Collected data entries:
────────────────────────────────────────
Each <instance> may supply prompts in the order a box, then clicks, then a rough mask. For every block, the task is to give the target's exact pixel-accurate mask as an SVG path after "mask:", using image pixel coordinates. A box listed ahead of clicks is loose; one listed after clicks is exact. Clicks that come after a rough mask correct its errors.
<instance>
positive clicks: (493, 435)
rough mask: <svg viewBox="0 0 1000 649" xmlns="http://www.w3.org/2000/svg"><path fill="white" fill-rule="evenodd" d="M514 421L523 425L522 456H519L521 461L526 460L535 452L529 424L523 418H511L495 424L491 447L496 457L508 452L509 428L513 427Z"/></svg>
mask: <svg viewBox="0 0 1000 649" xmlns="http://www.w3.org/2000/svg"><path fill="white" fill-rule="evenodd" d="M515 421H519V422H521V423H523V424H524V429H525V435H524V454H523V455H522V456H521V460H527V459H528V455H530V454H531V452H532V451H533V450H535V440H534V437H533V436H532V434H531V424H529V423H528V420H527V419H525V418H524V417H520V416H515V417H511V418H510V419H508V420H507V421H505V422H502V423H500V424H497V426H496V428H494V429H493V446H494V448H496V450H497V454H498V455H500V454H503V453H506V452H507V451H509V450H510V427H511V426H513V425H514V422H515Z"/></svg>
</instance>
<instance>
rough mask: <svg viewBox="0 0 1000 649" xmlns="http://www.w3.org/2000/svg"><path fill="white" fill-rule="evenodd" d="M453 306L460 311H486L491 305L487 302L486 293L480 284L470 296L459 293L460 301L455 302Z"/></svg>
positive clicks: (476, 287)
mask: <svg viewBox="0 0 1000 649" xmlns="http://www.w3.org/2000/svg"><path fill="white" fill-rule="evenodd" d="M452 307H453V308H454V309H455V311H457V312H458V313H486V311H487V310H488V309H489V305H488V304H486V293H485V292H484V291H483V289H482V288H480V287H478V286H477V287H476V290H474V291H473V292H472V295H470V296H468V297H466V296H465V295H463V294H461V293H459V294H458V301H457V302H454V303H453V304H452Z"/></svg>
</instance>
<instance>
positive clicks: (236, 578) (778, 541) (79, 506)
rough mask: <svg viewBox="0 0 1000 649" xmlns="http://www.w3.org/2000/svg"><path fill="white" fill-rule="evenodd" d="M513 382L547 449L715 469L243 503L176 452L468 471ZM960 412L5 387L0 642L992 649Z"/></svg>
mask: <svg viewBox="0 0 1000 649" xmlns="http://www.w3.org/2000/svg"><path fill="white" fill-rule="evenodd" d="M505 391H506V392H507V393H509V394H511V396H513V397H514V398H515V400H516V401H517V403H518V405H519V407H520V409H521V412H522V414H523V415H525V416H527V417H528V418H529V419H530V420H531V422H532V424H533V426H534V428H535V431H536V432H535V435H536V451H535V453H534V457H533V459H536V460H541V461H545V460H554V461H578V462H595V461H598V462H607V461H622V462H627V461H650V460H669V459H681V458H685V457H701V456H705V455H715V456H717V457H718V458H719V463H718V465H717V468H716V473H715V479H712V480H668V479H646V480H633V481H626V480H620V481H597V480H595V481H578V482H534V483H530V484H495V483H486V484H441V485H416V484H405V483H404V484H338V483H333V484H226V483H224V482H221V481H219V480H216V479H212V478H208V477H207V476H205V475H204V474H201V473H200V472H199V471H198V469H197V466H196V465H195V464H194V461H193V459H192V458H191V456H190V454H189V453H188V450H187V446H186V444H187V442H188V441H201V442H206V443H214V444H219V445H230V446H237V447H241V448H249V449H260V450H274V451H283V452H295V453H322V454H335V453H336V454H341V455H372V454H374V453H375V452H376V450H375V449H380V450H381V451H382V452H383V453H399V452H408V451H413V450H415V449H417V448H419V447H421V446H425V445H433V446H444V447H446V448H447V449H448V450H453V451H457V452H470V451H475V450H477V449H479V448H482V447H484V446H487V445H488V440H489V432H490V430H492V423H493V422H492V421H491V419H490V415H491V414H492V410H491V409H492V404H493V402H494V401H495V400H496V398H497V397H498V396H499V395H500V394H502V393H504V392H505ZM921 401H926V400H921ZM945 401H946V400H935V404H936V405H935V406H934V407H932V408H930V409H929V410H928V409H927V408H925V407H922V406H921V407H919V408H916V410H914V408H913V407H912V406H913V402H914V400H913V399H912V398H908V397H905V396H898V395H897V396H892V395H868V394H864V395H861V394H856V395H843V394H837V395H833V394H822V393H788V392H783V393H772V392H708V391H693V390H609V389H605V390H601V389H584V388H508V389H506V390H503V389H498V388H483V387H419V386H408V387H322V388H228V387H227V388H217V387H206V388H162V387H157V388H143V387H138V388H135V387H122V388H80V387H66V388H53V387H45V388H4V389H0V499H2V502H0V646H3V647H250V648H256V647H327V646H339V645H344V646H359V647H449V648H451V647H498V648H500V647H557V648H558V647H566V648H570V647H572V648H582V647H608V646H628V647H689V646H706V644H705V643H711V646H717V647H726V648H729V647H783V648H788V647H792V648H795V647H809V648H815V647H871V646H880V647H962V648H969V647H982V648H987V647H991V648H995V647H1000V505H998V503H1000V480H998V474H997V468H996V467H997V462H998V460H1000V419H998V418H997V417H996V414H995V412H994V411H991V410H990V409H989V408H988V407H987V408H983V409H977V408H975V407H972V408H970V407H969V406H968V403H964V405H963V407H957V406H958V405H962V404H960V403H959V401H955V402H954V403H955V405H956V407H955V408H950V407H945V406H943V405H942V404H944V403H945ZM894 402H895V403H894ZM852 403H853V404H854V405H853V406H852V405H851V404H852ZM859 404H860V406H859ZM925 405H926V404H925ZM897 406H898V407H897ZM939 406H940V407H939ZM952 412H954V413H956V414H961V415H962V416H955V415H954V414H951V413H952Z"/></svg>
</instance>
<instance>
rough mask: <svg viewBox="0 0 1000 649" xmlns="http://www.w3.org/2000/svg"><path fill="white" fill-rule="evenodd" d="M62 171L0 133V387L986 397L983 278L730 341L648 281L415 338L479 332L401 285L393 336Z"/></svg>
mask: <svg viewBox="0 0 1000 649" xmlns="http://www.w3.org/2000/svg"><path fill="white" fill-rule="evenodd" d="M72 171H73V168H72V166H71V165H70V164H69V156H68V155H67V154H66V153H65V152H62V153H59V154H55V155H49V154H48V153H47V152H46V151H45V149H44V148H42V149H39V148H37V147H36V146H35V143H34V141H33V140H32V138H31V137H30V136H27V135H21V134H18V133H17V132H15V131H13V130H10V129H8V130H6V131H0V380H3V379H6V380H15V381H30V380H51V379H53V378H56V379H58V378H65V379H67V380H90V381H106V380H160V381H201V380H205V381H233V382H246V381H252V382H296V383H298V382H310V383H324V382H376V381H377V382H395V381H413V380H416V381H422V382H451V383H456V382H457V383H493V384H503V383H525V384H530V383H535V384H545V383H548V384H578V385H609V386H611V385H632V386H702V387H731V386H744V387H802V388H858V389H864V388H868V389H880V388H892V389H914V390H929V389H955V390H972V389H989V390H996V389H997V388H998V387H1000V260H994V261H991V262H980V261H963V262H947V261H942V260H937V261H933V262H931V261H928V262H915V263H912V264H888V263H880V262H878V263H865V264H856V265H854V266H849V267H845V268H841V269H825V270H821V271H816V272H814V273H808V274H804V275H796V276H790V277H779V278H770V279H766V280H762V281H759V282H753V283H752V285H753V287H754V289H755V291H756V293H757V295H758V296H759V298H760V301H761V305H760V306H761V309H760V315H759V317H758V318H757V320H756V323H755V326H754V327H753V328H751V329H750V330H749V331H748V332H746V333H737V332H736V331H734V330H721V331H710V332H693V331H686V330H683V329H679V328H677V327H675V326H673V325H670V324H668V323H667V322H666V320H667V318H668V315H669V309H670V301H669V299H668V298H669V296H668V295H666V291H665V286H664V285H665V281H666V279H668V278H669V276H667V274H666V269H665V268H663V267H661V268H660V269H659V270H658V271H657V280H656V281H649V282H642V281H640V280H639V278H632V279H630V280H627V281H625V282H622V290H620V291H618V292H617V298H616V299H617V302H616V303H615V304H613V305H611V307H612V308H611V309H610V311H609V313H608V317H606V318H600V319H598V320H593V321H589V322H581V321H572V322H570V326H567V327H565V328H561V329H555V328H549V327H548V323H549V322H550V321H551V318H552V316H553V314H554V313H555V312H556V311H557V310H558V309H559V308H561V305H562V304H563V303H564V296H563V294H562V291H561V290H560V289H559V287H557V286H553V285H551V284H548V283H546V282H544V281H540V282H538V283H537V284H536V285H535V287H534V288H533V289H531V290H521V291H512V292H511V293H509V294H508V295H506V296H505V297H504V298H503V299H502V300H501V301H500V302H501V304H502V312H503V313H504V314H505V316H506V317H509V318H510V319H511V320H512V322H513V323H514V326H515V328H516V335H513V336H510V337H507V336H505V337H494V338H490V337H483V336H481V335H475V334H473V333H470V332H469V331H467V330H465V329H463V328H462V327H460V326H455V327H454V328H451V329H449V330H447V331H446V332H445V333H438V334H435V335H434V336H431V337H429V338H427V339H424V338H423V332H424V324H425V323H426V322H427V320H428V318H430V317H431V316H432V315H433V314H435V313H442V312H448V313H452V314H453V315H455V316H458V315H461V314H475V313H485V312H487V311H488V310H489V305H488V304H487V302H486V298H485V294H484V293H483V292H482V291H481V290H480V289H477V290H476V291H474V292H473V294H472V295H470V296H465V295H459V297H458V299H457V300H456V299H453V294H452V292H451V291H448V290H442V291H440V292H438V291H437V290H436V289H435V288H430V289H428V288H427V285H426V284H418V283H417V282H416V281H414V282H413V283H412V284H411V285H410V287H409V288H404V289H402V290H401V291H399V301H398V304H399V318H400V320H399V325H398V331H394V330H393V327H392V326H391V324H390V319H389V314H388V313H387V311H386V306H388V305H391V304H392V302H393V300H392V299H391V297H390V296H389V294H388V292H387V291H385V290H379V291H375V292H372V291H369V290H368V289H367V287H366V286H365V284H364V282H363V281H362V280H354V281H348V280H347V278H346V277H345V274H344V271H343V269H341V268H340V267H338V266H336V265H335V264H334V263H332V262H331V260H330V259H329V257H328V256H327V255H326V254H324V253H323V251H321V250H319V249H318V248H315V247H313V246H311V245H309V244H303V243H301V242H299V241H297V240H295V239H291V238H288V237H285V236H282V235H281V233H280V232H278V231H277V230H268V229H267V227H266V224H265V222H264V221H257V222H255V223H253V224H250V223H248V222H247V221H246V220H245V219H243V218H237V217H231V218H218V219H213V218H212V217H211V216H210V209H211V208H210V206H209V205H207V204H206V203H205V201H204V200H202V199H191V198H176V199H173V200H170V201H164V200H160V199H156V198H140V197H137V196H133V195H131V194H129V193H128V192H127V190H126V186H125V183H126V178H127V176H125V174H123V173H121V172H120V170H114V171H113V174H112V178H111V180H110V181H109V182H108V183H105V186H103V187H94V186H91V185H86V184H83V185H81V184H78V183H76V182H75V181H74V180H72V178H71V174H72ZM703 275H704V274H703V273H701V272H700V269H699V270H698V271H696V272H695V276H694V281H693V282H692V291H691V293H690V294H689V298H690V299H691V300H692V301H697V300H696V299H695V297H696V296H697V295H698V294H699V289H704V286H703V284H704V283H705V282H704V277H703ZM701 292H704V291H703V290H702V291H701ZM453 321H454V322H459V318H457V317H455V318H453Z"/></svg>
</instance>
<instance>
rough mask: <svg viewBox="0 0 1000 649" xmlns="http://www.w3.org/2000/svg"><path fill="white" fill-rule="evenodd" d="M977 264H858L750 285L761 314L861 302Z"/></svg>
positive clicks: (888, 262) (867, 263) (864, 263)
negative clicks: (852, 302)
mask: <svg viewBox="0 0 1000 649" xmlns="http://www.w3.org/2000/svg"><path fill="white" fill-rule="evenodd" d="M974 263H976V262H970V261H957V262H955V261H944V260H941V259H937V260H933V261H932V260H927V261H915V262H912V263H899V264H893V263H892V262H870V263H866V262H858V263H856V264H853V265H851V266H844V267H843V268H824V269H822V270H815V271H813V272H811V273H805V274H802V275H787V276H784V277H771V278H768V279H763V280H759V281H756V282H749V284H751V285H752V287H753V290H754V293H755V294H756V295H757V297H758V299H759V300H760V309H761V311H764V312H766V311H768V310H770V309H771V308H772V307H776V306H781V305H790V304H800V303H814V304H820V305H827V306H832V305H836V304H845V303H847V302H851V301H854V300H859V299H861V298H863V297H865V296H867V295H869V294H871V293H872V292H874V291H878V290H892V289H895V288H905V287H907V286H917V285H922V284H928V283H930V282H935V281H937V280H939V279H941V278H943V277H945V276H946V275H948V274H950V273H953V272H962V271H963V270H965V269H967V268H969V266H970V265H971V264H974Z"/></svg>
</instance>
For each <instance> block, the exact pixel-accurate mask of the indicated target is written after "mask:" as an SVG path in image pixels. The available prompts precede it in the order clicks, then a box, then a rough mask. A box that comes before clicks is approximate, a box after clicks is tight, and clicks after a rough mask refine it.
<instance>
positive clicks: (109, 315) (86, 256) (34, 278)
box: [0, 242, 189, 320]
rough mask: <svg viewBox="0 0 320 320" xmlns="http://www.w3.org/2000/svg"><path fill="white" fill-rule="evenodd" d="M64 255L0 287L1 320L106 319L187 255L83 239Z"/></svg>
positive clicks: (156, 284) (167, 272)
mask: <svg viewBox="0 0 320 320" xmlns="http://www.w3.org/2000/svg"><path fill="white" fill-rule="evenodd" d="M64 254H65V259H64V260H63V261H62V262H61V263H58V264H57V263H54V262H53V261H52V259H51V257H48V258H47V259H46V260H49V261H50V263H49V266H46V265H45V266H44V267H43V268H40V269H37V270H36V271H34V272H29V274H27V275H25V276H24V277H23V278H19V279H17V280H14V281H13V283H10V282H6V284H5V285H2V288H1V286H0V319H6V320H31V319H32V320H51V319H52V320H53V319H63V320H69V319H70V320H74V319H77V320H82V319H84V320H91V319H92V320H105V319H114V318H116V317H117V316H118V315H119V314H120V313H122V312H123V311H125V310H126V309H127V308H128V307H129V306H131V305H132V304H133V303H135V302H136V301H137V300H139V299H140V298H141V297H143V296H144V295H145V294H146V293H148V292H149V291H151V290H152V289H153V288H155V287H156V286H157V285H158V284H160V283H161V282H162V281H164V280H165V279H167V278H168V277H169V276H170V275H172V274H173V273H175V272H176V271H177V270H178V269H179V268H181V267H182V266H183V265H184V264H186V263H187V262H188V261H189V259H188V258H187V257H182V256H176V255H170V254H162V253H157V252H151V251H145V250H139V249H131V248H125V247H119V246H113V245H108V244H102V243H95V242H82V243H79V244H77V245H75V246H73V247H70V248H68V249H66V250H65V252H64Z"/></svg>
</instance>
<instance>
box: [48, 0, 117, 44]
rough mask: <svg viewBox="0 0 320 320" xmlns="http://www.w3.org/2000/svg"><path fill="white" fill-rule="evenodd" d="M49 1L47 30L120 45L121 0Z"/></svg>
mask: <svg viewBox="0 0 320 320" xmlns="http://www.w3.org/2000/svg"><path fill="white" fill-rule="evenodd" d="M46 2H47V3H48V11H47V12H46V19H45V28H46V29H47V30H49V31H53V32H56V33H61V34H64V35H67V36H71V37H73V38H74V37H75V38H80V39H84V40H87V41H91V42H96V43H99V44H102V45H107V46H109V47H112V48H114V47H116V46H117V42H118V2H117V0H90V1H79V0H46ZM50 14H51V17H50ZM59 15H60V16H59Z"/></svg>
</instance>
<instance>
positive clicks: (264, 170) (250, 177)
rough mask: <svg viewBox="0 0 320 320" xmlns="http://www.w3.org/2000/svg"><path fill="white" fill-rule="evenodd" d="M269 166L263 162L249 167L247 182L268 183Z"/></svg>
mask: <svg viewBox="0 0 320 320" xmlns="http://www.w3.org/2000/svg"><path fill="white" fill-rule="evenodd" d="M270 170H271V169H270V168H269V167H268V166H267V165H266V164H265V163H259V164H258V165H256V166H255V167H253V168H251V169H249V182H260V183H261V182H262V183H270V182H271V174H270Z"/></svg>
────────────────────────────────────────
Task statement:
Recast the records from the start through the line containing "positive clicks: (493, 435)" as a JSON list of strings, one string per line, with both ends included and blank lines omitted.

Task solution:
[
  "Each <instance> may supply prompts in the order a box, then clicks, then a rough mask. For every block, the task is to give the target's exact pixel-accurate mask as an SVG path after \"mask:\", using image pixel coordinates. A box listed ahead of clicks is loose; one listed after clicks is exact. Clicks that come after a rough mask correct its errors.",
  "<instance>",
  "positive clicks: (493, 435)"
]